Copy every line in the records below that contains the word "clicks".

» Entries supplied
○ ○ ○ ○ ○

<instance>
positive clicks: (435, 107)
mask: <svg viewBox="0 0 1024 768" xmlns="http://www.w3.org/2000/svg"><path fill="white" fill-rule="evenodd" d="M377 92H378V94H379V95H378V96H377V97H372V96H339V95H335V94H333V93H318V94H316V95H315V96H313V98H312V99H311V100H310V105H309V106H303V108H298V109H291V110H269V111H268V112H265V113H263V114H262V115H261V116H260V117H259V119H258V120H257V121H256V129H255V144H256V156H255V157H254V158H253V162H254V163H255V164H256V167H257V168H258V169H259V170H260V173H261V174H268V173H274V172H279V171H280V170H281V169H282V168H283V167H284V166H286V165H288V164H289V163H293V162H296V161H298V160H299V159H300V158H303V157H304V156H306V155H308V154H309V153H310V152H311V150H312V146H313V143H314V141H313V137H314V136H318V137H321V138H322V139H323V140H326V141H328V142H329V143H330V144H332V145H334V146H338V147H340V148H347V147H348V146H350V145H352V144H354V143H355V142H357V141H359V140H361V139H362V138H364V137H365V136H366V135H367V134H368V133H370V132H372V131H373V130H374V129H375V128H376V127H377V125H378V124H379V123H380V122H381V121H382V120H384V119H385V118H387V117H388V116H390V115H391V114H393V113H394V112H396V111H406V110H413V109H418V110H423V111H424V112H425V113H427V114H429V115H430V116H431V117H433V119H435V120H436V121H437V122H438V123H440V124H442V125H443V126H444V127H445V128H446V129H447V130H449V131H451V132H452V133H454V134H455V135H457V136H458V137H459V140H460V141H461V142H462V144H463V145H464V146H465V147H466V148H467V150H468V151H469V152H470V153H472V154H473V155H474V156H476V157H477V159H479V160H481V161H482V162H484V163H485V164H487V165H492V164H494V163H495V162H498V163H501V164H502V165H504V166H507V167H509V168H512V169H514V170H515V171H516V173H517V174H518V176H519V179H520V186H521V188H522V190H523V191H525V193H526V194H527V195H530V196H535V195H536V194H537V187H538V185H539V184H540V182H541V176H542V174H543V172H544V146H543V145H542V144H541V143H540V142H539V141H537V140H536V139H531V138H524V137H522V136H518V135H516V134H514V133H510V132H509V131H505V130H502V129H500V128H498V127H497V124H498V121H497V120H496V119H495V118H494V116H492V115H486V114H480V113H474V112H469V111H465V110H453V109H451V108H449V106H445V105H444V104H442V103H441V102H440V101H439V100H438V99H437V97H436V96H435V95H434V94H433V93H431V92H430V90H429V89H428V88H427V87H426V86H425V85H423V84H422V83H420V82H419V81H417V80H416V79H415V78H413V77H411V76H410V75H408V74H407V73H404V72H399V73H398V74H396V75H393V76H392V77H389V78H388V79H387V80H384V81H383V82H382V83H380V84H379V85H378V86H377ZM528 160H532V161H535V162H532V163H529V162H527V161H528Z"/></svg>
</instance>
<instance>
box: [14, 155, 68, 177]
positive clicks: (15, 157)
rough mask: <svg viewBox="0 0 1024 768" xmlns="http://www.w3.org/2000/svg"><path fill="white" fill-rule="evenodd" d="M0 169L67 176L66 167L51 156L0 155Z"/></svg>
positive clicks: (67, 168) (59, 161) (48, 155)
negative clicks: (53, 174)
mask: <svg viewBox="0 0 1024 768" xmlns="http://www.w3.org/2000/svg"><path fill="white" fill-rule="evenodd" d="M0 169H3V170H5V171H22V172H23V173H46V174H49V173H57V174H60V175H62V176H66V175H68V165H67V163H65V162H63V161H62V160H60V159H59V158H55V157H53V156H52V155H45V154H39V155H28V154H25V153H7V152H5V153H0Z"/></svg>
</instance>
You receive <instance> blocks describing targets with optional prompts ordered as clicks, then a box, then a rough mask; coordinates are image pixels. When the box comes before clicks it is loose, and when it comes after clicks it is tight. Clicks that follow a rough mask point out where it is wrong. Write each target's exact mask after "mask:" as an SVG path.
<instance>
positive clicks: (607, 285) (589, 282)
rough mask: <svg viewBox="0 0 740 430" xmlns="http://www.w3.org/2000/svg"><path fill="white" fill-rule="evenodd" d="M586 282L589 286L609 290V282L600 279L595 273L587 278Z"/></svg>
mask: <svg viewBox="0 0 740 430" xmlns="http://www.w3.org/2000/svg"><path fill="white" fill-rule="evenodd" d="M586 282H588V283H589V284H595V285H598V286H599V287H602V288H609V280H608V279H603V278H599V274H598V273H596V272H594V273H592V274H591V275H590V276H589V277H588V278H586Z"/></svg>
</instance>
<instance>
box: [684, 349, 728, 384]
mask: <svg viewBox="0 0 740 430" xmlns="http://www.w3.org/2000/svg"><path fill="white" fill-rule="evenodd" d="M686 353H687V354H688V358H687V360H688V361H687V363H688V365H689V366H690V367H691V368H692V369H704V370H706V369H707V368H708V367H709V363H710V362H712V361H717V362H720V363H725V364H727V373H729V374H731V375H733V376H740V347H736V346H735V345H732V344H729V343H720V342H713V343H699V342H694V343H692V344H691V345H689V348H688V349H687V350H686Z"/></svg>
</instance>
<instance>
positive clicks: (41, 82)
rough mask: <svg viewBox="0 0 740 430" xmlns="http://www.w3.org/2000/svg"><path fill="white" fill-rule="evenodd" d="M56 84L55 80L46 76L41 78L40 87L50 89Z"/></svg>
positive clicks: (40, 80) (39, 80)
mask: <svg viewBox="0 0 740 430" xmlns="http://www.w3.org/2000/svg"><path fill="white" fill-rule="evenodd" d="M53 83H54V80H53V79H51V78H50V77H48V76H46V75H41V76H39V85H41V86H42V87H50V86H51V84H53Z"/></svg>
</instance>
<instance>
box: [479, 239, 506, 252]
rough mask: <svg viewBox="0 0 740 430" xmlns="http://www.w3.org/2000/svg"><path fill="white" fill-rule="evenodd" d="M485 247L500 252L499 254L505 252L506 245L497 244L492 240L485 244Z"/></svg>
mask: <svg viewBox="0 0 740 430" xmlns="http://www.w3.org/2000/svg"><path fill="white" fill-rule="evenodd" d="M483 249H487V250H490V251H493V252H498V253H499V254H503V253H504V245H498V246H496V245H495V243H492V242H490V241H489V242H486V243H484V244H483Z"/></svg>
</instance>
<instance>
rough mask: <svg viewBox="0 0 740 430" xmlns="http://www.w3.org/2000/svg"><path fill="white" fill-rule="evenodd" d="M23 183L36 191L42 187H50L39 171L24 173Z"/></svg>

○ ○ ○ ○ ○

» Exercise output
positive clicks: (435, 107)
positive clicks: (15, 157)
positive clicks: (67, 168) (59, 161) (48, 155)
negative clicks: (53, 174)
You receive <instance> blocks describing targets with optional prompts ordered as clicks, then a box, then a rough mask; coordinates are image pixels. When the box comes before clicks it is loose, and when it comes after clicks it is tight. Clicks that follow a rough mask point out where it is wrong. Write each target's exact mask after "mask:" as an SVG path.
positive clicks: (607, 285) (589, 282)
positive clicks: (41, 82)
positive clicks: (40, 80) (39, 80)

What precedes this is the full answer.